── Selection ──

Editor: Dr Saul Issroff
Copyright © 2002 Saul Issroff, Mike Getz, SAfrica SIG
and Jewishgen Inc.
This page URL: http://www.jewishgen.org/SAfrica/NDHoffman.htm
Date: 27 November 2002

 

The Rabbis tell us that there is no room in our philosophy for the word 'co-incidence.' Everything that occurs happens for a reason. However, the action we take as a result of any happening, lies within our realm.
 
We were in South Africa recently, visiting friends, when the talk moved to the subject of 'collecting,' particularly old books of Jewish interest.
 
Our host suddenly left the room and came back with an old book, tattered, but obviously much read, much cared for, because the binding showed evidence of being repaired with brown sticky paper. "This was found on a rubbish heap nearby. A small boy was passing and he knew I collected old books. He brought it to me and I paid him for it. I`m so pleased with it. I'm writing a thesis on the early years of the Jews in South Africa. This was written by Nehemia Dov Hoffman. He brought the first Hebrew printing press to South Africa. He was the first publisher of Hebrew and Yiddish books, and he was the editor of Yiddish newspapers here. There is very little of his original work left."
 
So we all looked at the book and the title was Sefer Hazichranot and it was a book of memoirs, divided into three parts, the author's life in Europe and America and South Africa. The American section was written in Hebrew and the rest in Yiddish.
 
The next day we packed our bags and left for the second part of our holiday, a visit to my sister in Johannesburg. One day while she was shopping she left us at the local library. There was a table filled with old books for sale and I went to the table, with the intention of finding something to read on the long journey back home.Among the old covers one stood out, bright red, looking quite new. I picked it up and read. Biography of Nehemia Dov Hoffman, Founder of the Jewish Press in South Africa. Its first Editor and Printer. By Joseph Abraham Poliva. I bought the slim volume and looking inside saw that the book was dedicated to the memory of Miriam Kopilis who had been born in Austria and died in Johannesburg. The book had been published in 1968 and the author's preface gave his address as Holon in Israel.
 
Returning to Israel, I managed to speak to the author`s son, still living in Holon. He told me about his father, and how he came to write the book, and that is a story in itself. However, to my disappointment, he was in no way related to Hoffman. I was hoping that the book had been written by one of Hoffman's descendants, so that I could find out what had become of this family, but in this quest I have been unsuccessful.
 
Now, a week after coming home, after seeing to all the mundane tasks that such travel brings with it, I am once again at leisure and have had time to read the small red book.

───
── Listed records ──

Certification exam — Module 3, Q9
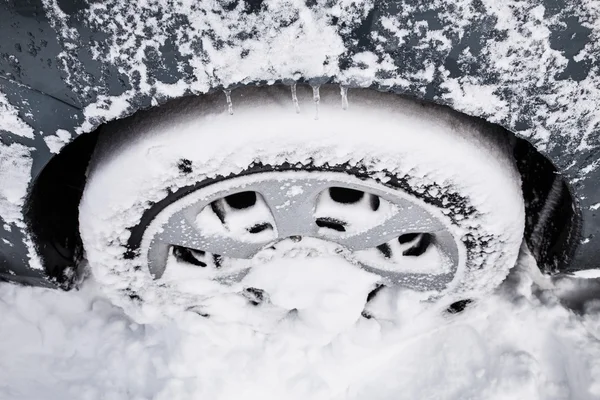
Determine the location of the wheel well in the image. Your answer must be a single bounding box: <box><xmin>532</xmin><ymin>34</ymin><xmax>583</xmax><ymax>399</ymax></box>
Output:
<box><xmin>26</xmin><ymin>92</ymin><xmax>580</xmax><ymax>287</ymax></box>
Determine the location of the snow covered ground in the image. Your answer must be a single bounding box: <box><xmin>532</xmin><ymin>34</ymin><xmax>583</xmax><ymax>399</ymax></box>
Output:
<box><xmin>0</xmin><ymin>248</ymin><xmax>600</xmax><ymax>400</ymax></box>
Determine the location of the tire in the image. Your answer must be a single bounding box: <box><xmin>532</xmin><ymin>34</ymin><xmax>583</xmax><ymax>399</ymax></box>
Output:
<box><xmin>80</xmin><ymin>86</ymin><xmax>524</xmax><ymax>318</ymax></box>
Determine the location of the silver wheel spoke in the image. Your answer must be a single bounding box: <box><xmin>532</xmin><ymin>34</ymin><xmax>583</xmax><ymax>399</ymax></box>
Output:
<box><xmin>336</xmin><ymin>205</ymin><xmax>445</xmax><ymax>251</ymax></box>
<box><xmin>257</xmin><ymin>180</ymin><xmax>326</xmax><ymax>239</ymax></box>
<box><xmin>147</xmin><ymin>171</ymin><xmax>459</xmax><ymax>290</ymax></box>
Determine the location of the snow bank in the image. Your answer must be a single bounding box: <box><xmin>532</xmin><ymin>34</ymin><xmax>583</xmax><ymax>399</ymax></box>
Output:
<box><xmin>0</xmin><ymin>252</ymin><xmax>600</xmax><ymax>400</ymax></box>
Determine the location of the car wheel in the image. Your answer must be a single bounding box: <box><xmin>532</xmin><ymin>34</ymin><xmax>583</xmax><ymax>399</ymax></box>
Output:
<box><xmin>80</xmin><ymin>86</ymin><xmax>524</xmax><ymax>318</ymax></box>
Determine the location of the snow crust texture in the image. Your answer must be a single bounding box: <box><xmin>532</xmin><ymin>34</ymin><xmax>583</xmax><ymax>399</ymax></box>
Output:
<box><xmin>0</xmin><ymin>253</ymin><xmax>600</xmax><ymax>400</ymax></box>
<box><xmin>36</xmin><ymin>0</ymin><xmax>600</xmax><ymax>178</ymax></box>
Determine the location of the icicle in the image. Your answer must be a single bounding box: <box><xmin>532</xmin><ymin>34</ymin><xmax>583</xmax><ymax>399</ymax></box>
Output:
<box><xmin>223</xmin><ymin>89</ymin><xmax>233</xmax><ymax>115</ymax></box>
<box><xmin>340</xmin><ymin>85</ymin><xmax>348</xmax><ymax>110</ymax></box>
<box><xmin>312</xmin><ymin>85</ymin><xmax>321</xmax><ymax>119</ymax></box>
<box><xmin>292</xmin><ymin>83</ymin><xmax>300</xmax><ymax>114</ymax></box>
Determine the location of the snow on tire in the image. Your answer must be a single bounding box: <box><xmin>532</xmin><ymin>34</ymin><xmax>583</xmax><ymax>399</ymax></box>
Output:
<box><xmin>80</xmin><ymin>86</ymin><xmax>524</xmax><ymax>318</ymax></box>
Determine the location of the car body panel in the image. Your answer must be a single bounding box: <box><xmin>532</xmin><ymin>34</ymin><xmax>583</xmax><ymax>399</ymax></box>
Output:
<box><xmin>0</xmin><ymin>0</ymin><xmax>600</xmax><ymax>288</ymax></box>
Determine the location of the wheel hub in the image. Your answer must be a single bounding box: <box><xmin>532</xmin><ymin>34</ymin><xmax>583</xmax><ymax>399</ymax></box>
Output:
<box><xmin>142</xmin><ymin>171</ymin><xmax>463</xmax><ymax>291</ymax></box>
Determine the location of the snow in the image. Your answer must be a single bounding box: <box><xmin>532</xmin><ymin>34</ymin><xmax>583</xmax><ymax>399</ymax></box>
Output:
<box><xmin>80</xmin><ymin>85</ymin><xmax>524</xmax><ymax>320</ymax></box>
<box><xmin>0</xmin><ymin>248</ymin><xmax>600</xmax><ymax>400</ymax></box>
<box><xmin>0</xmin><ymin>92</ymin><xmax>33</xmax><ymax>139</ymax></box>
<box><xmin>44</xmin><ymin>129</ymin><xmax>71</xmax><ymax>154</ymax></box>
<box><xmin>0</xmin><ymin>143</ymin><xmax>33</xmax><ymax>224</ymax></box>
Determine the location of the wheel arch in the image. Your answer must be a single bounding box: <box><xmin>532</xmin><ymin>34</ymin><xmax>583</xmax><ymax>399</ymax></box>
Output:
<box><xmin>25</xmin><ymin>83</ymin><xmax>581</xmax><ymax>287</ymax></box>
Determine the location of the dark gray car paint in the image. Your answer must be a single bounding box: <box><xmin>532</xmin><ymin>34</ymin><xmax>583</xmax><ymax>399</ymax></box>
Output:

───

Jobs ::
• a. List every person named in the Hoffman article.
• b. From the Hoffman article, return everything from "Now, a week" down to "small red book.".

Answers below ::
• a.
Saul Issroff
Mike Getz
Nehemia Dov Hoffman
Joseph Abraham Poliva
Miriam Kopilis

• b.
Now, a week after coming home, after seeing to all the mundane tasks that such travel brings with it, I am once again at leisure and have had time to read the small red book.